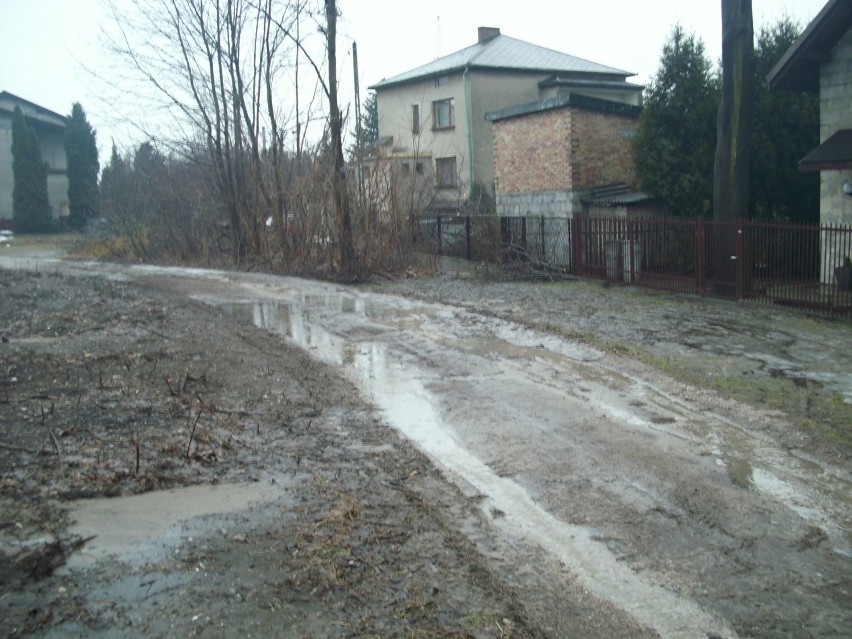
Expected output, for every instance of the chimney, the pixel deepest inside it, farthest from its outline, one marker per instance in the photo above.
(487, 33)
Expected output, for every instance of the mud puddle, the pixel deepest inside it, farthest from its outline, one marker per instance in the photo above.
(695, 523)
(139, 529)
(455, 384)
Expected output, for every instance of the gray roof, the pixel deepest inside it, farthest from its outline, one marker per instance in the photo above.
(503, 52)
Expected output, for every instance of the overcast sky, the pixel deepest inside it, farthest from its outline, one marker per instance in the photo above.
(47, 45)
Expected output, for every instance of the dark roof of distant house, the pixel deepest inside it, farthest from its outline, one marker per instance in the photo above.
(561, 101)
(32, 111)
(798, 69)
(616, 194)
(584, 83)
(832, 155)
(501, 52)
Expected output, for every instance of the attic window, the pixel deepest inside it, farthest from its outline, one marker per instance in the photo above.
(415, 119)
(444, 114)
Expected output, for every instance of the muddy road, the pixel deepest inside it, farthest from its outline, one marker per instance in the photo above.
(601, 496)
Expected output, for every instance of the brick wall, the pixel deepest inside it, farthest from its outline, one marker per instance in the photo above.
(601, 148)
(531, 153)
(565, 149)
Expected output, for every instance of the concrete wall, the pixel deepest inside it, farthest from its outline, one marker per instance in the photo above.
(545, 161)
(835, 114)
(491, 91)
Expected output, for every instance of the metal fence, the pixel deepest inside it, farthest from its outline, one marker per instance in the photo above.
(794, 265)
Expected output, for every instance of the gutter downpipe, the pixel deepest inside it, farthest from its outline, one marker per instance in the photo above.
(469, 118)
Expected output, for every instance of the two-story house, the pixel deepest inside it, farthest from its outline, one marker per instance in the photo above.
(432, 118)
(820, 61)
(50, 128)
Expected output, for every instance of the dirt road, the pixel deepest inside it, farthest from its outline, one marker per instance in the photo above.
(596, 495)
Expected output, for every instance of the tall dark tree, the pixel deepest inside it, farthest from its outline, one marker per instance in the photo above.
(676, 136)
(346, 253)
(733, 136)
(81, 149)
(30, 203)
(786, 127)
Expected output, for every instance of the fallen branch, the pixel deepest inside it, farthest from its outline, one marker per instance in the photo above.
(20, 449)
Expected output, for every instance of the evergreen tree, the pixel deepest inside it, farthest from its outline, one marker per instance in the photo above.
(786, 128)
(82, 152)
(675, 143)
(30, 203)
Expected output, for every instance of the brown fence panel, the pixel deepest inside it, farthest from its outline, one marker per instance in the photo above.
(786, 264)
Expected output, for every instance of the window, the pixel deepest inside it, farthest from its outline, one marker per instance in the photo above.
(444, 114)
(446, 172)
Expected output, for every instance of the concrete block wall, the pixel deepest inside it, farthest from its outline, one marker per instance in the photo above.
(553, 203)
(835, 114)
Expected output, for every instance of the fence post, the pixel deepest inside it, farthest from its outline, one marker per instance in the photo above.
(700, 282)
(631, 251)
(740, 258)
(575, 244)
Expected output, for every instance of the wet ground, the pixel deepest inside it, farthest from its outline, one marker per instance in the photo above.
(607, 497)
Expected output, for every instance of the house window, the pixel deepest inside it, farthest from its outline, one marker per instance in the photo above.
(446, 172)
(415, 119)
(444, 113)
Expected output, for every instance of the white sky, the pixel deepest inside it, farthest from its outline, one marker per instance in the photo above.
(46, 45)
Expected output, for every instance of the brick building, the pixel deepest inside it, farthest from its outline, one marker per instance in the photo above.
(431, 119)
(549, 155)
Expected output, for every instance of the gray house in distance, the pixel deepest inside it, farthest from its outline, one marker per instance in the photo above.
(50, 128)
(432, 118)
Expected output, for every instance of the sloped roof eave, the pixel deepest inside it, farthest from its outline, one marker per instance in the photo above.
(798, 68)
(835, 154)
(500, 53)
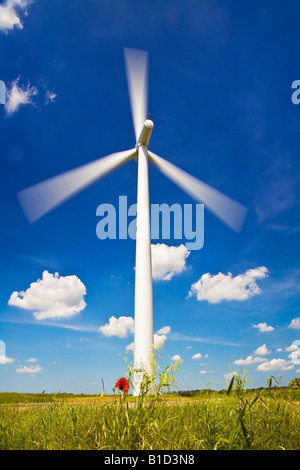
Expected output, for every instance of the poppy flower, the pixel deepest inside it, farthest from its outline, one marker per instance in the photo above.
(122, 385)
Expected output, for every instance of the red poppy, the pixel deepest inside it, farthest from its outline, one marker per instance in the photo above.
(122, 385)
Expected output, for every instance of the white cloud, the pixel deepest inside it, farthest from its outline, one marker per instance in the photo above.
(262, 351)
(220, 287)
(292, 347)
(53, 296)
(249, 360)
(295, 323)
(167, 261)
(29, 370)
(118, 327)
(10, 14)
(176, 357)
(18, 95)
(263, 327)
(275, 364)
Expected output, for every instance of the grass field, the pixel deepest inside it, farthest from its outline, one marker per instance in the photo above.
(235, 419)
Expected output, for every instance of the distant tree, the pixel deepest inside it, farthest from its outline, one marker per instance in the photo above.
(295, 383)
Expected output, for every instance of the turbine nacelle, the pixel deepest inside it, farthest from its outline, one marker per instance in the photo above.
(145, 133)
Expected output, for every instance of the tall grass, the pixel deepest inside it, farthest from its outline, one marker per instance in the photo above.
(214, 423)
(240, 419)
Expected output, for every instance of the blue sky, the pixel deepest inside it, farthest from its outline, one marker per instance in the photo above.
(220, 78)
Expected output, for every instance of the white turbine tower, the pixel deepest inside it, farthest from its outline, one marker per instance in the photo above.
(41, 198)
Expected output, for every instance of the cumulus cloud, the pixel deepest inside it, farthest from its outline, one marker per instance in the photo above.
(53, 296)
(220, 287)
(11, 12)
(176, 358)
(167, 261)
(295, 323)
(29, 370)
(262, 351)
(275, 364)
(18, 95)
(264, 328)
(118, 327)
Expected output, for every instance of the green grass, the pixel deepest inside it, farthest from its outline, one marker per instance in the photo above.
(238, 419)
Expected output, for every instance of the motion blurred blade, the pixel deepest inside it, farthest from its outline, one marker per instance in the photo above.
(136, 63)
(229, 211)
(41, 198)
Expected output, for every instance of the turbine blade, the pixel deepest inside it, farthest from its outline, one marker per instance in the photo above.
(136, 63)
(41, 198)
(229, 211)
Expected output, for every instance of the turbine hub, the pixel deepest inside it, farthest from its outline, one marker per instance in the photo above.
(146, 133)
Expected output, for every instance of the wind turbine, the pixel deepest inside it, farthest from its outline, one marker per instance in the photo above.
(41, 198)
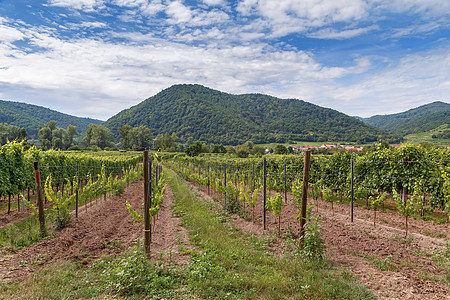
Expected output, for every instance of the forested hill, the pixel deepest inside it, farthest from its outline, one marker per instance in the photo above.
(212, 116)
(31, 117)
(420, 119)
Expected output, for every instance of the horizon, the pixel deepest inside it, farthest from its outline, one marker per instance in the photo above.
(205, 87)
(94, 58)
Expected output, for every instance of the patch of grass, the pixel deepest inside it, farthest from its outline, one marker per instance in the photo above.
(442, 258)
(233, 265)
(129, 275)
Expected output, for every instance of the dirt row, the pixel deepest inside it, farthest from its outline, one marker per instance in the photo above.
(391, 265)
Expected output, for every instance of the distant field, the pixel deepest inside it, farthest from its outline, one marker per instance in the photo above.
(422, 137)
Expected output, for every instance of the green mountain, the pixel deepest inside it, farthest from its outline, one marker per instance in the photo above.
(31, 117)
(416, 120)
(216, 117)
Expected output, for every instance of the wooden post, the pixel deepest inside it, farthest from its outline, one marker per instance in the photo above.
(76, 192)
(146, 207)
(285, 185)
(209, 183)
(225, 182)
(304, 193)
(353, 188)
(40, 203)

────────────────────────────────────────

Work instructions – From the first line to the last, retype the material exactly and exclude the pictures.

Task response –
Expected output, for every instance of the chimney, the pixel deepest inside it, farthest from its outline, one marker per instance in the photo above.
(487, 33)
Expected output, for every instance of the mud puddle, the pixel deepest inside it, farthest from its outline, one marker per instance in the photo above.
(695, 523)
(139, 529)
(455, 384)
Expected output, for every instance of the gray roof, the pixel deepest inside it, farthest from its outline, one marker per instance in the photo above.
(503, 52)
Expected output, for every instance of the overcast sky, the pixel deepest inside it, farthest from its outline, one marker per instance in the photo above.
(47, 45)
Expected output, for every instance of the dark roof of distant house, the pixel deepest inside it, farthest from its outline, one marker per instance in the photo above.
(561, 101)
(32, 111)
(798, 69)
(616, 194)
(584, 83)
(832, 155)
(501, 52)
Expected output, for every instance of the attic window, the pixel deepest inside it, farthest from its outline, one marker per instance in the photo above.
(415, 119)
(444, 114)
Expected output, for every instance of the muddy road, the pixel deepest inside it, farthest from its outline, one marker per instance in the photo above.
(601, 496)
Expected output, for every instance of the brick wall, the pixel deepest inside it, farthest from its outline, one marker per instance in the photo above.
(601, 148)
(531, 153)
(565, 149)
Expected output, for every instance of the concrete wall, the pixel deepest inside it, farthest from its outline, one marker per instance in the photo above.
(545, 161)
(835, 114)
(491, 91)
Expected output, for every instance of the metal fence, the pixel deepest inside it, farthest from its outline, one marker per instance in the photo above.
(794, 265)
Expected output, for every instance of the gutter downpipe, the pixel deepest inside it, farthest from its outline, one marker per instance in the photo above.
(469, 118)
Expected output, for every instance of the two-story house, the pixel deepest inside it, farthest from its outline, one marker per instance in the photo above.
(432, 118)
(820, 61)
(50, 128)
Expected output, for every instance of the dirt road, the pixel deepest inside it, farthest from its outline, one marker per instance in the photo above.
(596, 495)
Expected output, for every instance of the tall dark tree, the pixel deepest inside it, farthest from its outline, one marker per instance in the photo above.
(676, 136)
(346, 253)
(733, 136)
(81, 149)
(30, 203)
(786, 127)
Expected output, for every instance of the fallen branch, the pixel deepest inside it, farthest from its outline, one marker per instance in the photo above.
(20, 449)
Expected output, for every instance of the evergreen tree, the pixel deepest inside it, farthest from its outline, one marker per instance in the photo above.
(786, 128)
(82, 152)
(675, 143)
(30, 203)
Expected output, for every instance of the brown fence panel, the pixel deepest inside it, farthest from its outline, one marker per instance in the photo above.
(786, 264)
Expected output, for every instance of the window, the pixel deepest inside it, farthest from its outline, one marker per instance in the photo above.
(444, 114)
(446, 172)
Expected output, for every instance of the concrete block wall, the pixel deepest inside it, farthest from its outline, one marker per instance in the photo above.
(553, 203)
(835, 114)
Expected output, for every instance of the fence post, the pixel deepest inside it, farthest from its outline, one marker per instance in the photo above.
(700, 282)
(631, 251)
(740, 258)
(575, 244)
Expected output, for every instance of the wet ground, the pixel deepest inside it, farthest from its outline, one marker per instance in the photo above.
(607, 497)
Expected output, for every instance of the house window, the pixel deepest inside it, farthest from its outline, one marker per instance in the photo above.
(446, 172)
(415, 119)
(444, 113)
Expected output, for every instance of the white sky, the pixel deepest inside it, farthest from its outline, one marker per instance in the photo above.
(46, 45)
Expected output, for every instance of the brick building, the pixel deepest inside it, farthest from its outline, one marker per instance in the photo above.
(431, 119)
(549, 155)
Expected output, for every instance of the gray house in distance, the pixel deepest inside it, farthest from its outline, one marker per instance in the photo above.
(50, 128)
(432, 118)
Expected output, for every instance of the sloped roof eave, the pixel deepest inside it, farthest from its outline, one marker per instance in the photo above.
(798, 68)
(835, 154)
(500, 53)
Expected output, for every instance of the poppy flower, the pixel deepest inside it, farthest from its outline, one marker per instance in the photo above.
(122, 385)
Expected output, for every instance of the red poppy, the pixel deepest inside it, farthest from its outline, one marker per instance in the photo above.
(122, 385)
Expected output, for every instance of the white cloud, the pixel deepest inside it, farthest from its outline, one marker per instance in the photo above.
(262, 351)
(220, 287)
(292, 347)
(53, 296)
(249, 360)
(295, 323)
(167, 261)
(29, 370)
(118, 327)
(10, 14)
(176, 357)
(18, 95)
(263, 327)
(275, 364)
Expected output, for every instance of the grass field, the pixel deepest inside it, farthest from its outline, one marker per instance in the photo above.
(235, 419)
Expected output, for every instance of the distant tree, the pixel deepest inside it, farthest from its outline, one marker per instance in the photo above.
(295, 383)
Expected output, for every instance of the turbine nacelle, the pixel deepest inside it, farthest from its outline, one marker per instance in the photo above.
(145, 133)
Expected output, for every instance of the tall grass, the pixel deepest inside it, farthest from its outline, one marker per instance in the photo above.
(214, 423)
(240, 419)
Expected output, for every instance of the blue sky, the pixel deepest inside it, farthest from its outline, one marker per instance in the photo above.
(220, 78)
Expected output, for every instance of the white turbine tower, the pixel deepest inside it, farthest from its outline, one marker per instance in the photo above.
(41, 198)
Expected output, for every instance of the cumulus cloud, the pixel deepest inside it, farthest from its outline, one marker per instance in the photo above.
(53, 296)
(220, 287)
(11, 12)
(176, 358)
(167, 261)
(295, 323)
(29, 370)
(262, 351)
(275, 364)
(18, 95)
(264, 328)
(118, 327)
Expected output, for every instance of the green grass, the pixel deepest inside it, farthest from its outline, one marker per instance in the photo above.
(238, 419)
Expected output, for every instance of the motion blurred blade, the pixel deepest inside it, farthest from its outline, one marker per instance in the photo above.
(136, 63)
(229, 211)
(41, 198)
Expected output, for every instance of the turbine blade, the pixel deepest inside it, farthest from its outline, one marker per instance in the photo above.
(136, 63)
(41, 198)
(229, 211)
Expected output, for every instance of the turbine hub, the pixel deepest inside it, farthest from its outline, one marker per instance in the photo above.
(146, 133)
Expected output, for every instance of the wind turbine, the pixel deepest inside it, farthest from its outline, one marker per instance in the photo above.
(41, 198)
Expected output, for every instance of the forested hill, the pixel deepest inside it, farthest from its outline, one marker per instance in the photo above.
(212, 116)
(31, 117)
(420, 119)
Expected output, for every instance of the horizon, the pixel deepest inside it, farthest from its outline, one marker per instance in the photo above.
(205, 87)
(94, 58)
Expected output, for every instance of the patch of grass, the pixel deepest inside it, farthest from its outline, one marker per instance in the photo above.
(442, 258)
(233, 265)
(129, 275)
Expected output, for every instance of the dirt row, the pixel deepest inside it, farthest from its outline, one marker per instance in the photo above.
(391, 265)
Expected output, for every instance of the distant field, the pixel deepest inside it, farthest from its outline, one marker per instance in the photo above.
(422, 137)
Expected output, for every instance of the green mountain, the pixel deepest inside it, farthest from its outline, one marker per instance in the photo above.
(31, 117)
(416, 120)
(216, 117)
Expected output, for every instance of the wooden post, the pixel deepest inside it, farthest from its outline, one marker per instance in the photo above.
(76, 192)
(146, 207)
(285, 185)
(209, 183)
(225, 182)
(304, 193)
(353, 188)
(40, 203)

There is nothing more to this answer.